Text passage:
Start of Block
At first glance a war is one giant campaign. People will shake their heads and speak of either its pointlessness or its glory. But look deeper, look closer and the war reveals itself to be a series of battles, some ill-advised and some essential. Any battle can help or hinder the movement of an army and you don’t know the impact of the battle until you look back on it in the context of the war as a whole. You can of course lose a battle and still win the war, and vice versa. That’s what listening to this album is like. The army in question here is one without music and its call to arms comes from Granville Automatic, an American country music duo consisting of Vanessa Olivarez and Elizabeth Elkins. The album demands several listens because it’s when you look back on its contents that you appreciate the glorious music it contains. Nine songs that will worm their way into your head and your heart.
Granville Automatic took it upon themselves to write about the battles and the people involved in the American Civil War, people like Grancer Harrison who insisted he be buried in his dancing shoes along with his fiddle ‘in the Alabama clay so red’. I picked up that piece of trivia from a Youtube video, but the fact I’m writing this far away from America and its history really doesn’t matter because when it all boils down to it, every army and every warring nation faces the same trials, tribulations, heartaches and hopes. ‘Goodnight boys of Kentucky, I know where we’ll meet’ harmonise the singers on ‘Goodnight House’. I don’t know enough about the material to know if there’s a particular fighting unit from Kentucky being sung about, or if this is merely a global prayer to those who fought and are soon to die on a nameless field of battle. Yet these sentiments are not the sole property of America. As Ataturk said to the mothers of those killed in Gallipoli, ‘you, the mothers who sent their sons from faraway countries, wipe away the tears; your sons are now lying in our bosom and are in peace’. Perhaps Grancer Harrison finds his own equivalent in the British officer wounded at the Elands River siege in South Africa at the turn of the last century who upon rousing himself after life-saving surgery demanded that his men dig up the remains of his severed leg to recover the five pounds he had in his pocket. The point I make is that you don’t need to know a jot of history to engage with this material.
End of Block
Activity: Reproduce the album review above word for word, from its first sentence to its last.

Records from a dataset
Start of Block
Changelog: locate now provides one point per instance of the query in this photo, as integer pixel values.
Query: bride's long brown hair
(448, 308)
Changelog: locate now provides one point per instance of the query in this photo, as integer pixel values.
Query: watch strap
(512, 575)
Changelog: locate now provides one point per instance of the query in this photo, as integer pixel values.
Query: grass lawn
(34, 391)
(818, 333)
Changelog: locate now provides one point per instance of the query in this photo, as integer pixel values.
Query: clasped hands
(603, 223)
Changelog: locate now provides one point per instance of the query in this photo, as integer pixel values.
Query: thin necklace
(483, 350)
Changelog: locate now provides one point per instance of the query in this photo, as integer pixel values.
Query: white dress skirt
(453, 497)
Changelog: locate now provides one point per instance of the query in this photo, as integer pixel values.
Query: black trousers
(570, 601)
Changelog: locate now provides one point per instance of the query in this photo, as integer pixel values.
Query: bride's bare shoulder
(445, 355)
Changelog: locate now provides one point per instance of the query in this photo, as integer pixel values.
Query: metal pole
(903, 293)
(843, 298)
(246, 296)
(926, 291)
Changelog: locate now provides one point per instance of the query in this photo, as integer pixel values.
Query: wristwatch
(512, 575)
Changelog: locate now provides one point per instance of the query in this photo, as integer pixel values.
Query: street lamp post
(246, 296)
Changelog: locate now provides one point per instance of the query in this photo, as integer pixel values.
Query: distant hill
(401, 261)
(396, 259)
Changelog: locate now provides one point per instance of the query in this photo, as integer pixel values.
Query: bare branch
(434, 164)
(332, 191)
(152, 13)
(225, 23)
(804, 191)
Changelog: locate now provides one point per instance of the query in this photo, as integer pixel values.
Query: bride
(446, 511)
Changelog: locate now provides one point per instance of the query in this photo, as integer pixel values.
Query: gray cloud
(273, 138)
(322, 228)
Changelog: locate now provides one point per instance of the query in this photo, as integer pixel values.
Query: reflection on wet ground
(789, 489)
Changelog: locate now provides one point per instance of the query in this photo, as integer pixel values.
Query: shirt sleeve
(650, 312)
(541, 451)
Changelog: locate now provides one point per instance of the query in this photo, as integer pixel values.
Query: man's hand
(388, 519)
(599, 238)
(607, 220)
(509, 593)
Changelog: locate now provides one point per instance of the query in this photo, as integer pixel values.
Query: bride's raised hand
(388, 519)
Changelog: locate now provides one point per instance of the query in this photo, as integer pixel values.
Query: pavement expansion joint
End of Block
Answer area:
At first glance a war is one giant campaign. People will shake their heads and speak of either its pointlessness or its glory. But look deeper, look closer and the war reveals itself to be a series of battles, some ill-advised and some essential. Any battle can help or hinder the movement of an army and you don’t know the impact of the battle until you look back on it in the context of the war as a whole. You can of course lose a battle and still win the war, and vice versa. That’s what listening to this album is like. The army in question here is one without music and its call to arms comes from Granville Automatic, an American country music duo consisting of Vanessa Olivarez and Elizabeth Elkins. The album demands several listens because it’s when you look back on its contents that you appreciate the glorious music it contains. Nine songs that will worm their way into your head and your heart.
Granville Automatic took it upon themselves to write about the battles and the people involved in the American Civil War, people like Grancer Harrison who insisted he be buried in his dancing shoes along with his fiddle ‘in the Alabama clay so red’. I picked up that piece of trivia from a Youtube video, but the fact I’m writing this far away from America and its history really doesn’t matter because when it all boils down to it, every army and every warring nation faces the same trials, tribulations, heartaches and hopes. ‘Goodnight boys of Kentucky, I know where we’ll meet’ harmonise the singers on ‘Goodnight House’. I don’t know enough about the material to know if there’s a particular fighting unit from Kentucky being sung about, or if this is merely a global prayer to those who fought and are soon to die on a nameless field of battle. Yet these sentiments are not the sole property of America. As Ataturk said to the mothers of those killed in Gallipoli, ‘you, the mothers who sent their sons from faraway countries, wipe away the tears; your sons are now lying in our bosom and are in peace’. Perhaps Grancer Harrison finds his own equivalent in the British officer wounded at the Elands River siege in South Africa at the turn of the last century who upon rousing himself after life-saving surgery demanded that his men dig up the remains of his severed leg to recover the five pounds he had in his pocket. The point I make is that you don’t need to know a jot of history to engage with this material.